╭─ PROVIDED DATA

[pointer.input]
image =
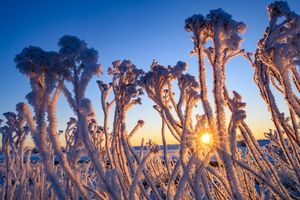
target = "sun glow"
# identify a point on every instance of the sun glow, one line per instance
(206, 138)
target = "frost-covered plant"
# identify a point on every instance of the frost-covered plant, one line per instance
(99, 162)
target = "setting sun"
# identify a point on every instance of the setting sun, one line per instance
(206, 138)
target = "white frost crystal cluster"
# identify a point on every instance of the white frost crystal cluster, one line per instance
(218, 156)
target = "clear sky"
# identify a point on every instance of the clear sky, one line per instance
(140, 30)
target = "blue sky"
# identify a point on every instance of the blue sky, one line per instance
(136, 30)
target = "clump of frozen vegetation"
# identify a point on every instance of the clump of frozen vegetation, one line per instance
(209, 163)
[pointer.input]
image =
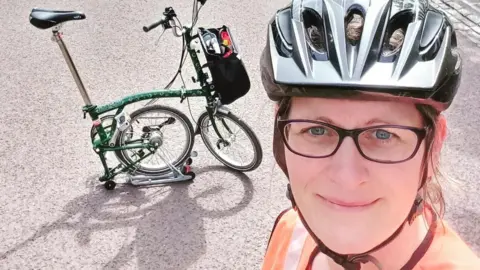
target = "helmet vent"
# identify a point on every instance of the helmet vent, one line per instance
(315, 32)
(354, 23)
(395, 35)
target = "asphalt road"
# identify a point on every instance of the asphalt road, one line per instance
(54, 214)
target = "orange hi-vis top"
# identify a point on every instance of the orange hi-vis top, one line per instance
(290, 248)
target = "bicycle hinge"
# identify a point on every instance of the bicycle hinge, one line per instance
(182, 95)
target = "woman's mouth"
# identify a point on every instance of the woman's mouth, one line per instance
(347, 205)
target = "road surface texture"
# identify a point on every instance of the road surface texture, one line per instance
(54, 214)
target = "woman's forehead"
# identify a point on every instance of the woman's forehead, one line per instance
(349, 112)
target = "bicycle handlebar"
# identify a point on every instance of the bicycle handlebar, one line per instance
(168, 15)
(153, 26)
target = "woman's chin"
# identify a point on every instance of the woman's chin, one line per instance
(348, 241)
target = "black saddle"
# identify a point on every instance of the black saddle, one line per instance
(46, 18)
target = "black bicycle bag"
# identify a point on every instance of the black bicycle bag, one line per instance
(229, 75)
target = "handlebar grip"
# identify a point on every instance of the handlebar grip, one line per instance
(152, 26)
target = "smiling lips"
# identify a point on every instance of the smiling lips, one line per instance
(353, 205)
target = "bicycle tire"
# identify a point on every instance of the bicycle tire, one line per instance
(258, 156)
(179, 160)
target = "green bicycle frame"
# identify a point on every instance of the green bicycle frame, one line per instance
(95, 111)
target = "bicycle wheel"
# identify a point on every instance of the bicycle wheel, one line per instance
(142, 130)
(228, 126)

╰─
╭─ PROVIDED DATA

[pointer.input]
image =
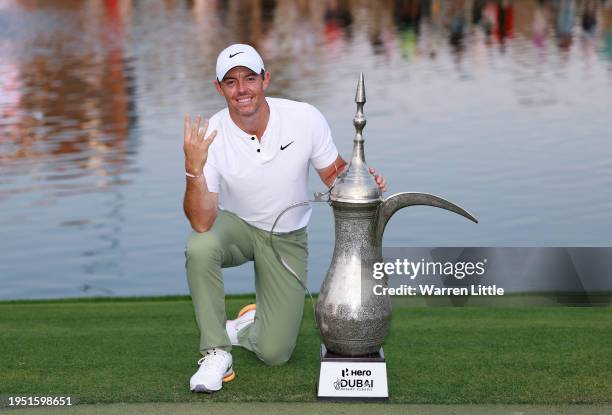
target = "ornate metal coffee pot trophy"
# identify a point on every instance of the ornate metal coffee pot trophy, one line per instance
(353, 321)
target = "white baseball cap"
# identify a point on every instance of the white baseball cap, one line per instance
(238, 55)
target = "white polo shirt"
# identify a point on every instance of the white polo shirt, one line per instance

╰─
╭─ PROVIDED DATA

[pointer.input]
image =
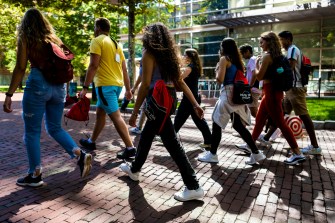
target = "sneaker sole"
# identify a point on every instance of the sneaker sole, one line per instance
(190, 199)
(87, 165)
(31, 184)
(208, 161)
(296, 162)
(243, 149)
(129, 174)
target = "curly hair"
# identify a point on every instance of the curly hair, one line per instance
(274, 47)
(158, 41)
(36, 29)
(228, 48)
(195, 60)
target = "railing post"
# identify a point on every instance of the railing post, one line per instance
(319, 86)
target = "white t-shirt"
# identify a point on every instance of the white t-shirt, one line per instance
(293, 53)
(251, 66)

╰─

● GIVEN EXERCISE: Return every line of the material above that contains the string "plant", treating case as significant.

● TASK RESPONSE:
target = "frost-covered plant"
# identify a point on every instance of the frost-covered plant, one line per instance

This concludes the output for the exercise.